What is needed here is an exact copy of every record below.

[DATA LISTING — start]

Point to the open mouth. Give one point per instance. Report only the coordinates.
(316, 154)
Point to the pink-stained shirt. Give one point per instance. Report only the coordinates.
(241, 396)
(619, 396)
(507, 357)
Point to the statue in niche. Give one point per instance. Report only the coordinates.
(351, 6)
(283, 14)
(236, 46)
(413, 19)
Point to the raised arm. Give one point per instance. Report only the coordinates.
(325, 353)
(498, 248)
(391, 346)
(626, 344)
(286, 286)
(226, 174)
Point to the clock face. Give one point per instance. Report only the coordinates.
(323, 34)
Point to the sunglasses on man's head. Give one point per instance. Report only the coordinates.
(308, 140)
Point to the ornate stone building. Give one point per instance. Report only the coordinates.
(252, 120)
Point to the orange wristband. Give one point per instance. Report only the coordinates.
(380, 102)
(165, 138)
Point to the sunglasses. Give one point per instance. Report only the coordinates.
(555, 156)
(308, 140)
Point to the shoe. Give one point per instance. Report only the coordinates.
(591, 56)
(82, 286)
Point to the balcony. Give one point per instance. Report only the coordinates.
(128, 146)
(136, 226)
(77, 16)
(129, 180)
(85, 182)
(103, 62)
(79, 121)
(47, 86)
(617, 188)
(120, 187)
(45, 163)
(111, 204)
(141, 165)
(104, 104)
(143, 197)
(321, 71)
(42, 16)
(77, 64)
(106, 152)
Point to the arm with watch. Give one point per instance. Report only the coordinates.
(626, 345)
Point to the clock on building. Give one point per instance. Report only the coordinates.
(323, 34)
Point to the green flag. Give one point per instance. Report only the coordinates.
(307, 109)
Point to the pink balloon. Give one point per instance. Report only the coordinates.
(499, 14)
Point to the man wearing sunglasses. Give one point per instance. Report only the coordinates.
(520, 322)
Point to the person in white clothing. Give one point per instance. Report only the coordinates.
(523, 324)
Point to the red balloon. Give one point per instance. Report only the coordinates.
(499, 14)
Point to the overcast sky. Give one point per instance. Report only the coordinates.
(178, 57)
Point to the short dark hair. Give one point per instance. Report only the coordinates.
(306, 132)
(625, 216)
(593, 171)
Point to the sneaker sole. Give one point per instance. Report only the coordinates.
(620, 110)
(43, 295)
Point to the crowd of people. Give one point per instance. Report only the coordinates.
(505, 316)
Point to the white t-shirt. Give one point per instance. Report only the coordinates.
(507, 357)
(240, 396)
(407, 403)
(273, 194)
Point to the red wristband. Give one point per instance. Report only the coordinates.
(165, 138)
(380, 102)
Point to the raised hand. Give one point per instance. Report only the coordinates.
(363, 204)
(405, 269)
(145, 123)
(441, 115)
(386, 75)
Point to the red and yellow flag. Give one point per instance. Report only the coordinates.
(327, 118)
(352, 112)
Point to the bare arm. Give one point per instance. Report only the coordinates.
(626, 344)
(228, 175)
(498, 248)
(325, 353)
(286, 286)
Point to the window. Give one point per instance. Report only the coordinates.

[DATA LISTING — finish]

**ANSWER TO THIS TASK**
Point to the open mouth. Give one point per instance. Report only the coordinates.
(316, 154)
Point to the pink-stained shirt. Give one point per instance. Report only the coordinates.
(241, 396)
(619, 396)
(507, 357)
Point to the statue in niche. Give one point per instance. Report only the coordinates.
(351, 6)
(283, 14)
(236, 46)
(413, 19)
Point to the raised arm. Give one point per instance. Report only the coordinates.
(325, 353)
(498, 248)
(391, 346)
(626, 344)
(286, 286)
(226, 174)
Point to the clock face. Give one point per instance. Report only the coordinates.
(323, 34)
Point to the sunglasses on man's head. Give one point per instance. Report only the coordinates.
(308, 140)
Point to the ornate stone building. Give one point per instance. Report only the coordinates.
(252, 120)
Point to the orange wristband. Give one point per instance. Report only the coordinates.
(380, 102)
(165, 138)
Point to the sunglasses. Give one point per instance. Report only the coordinates.
(555, 156)
(308, 140)
Point to the shoe. Give one point per instance. Report only the coordinates.
(591, 56)
(82, 286)
Point to the balcony. Give one point per instance. Report only the coordinates.
(128, 146)
(136, 226)
(77, 16)
(129, 180)
(85, 182)
(103, 62)
(79, 121)
(47, 86)
(617, 188)
(120, 187)
(45, 163)
(111, 204)
(141, 165)
(104, 104)
(143, 197)
(321, 71)
(42, 16)
(77, 64)
(106, 152)
Point to the arm with watch. Give one point per instance. Report only the coordinates.
(626, 345)
Point to the clock on building. Give one point per instance. Report only the coordinates.
(323, 34)
Point to the green flag. Give one point per instance. Report only the coordinates.
(307, 109)
Point to the pink balloon. Give one point per instance. Report only the coordinates.
(499, 14)
Point to the man wearing sunglasses. Give one point per instance. Report only the coordinates.
(520, 322)
Point to the person in white clothing. Give one point per instance. Report only the coordinates.
(523, 324)
Point to the red balloon. Give one point per instance. Report only the coordinates.
(499, 14)
Point to the overcast sky. Give one point per instance. Report only the coordinates.
(178, 57)
Point to the short dark hair. Give one point per instance. Report only the coordinates.
(306, 132)
(625, 216)
(593, 171)
Point to the sneaker sole. Give one point per instance. Report only the coordinates.
(620, 110)
(43, 295)
Point to the crowd of people. Give one point per instance. Report only the coordinates.
(505, 316)
Point to the white t-shirt. Give one point per instance. Report only the coordinates.
(507, 357)
(240, 396)
(407, 403)
(273, 194)
Point to the red wristband. Give one point per instance. Report only the coordinates.
(165, 138)
(380, 102)
Point to the raised hand. Give one point per instance. Report only the coordinates.
(363, 204)
(405, 269)
(145, 123)
(441, 115)
(386, 75)
Point to the red and yellow flag. Give one point per instance. Report only the coordinates.
(327, 118)
(352, 112)
Point to the bare arm. Give one point per instance. Report only the coordinates.
(626, 344)
(228, 175)
(498, 248)
(325, 353)
(286, 286)
Point to the window. Give one point per instance. Report only the coordinates.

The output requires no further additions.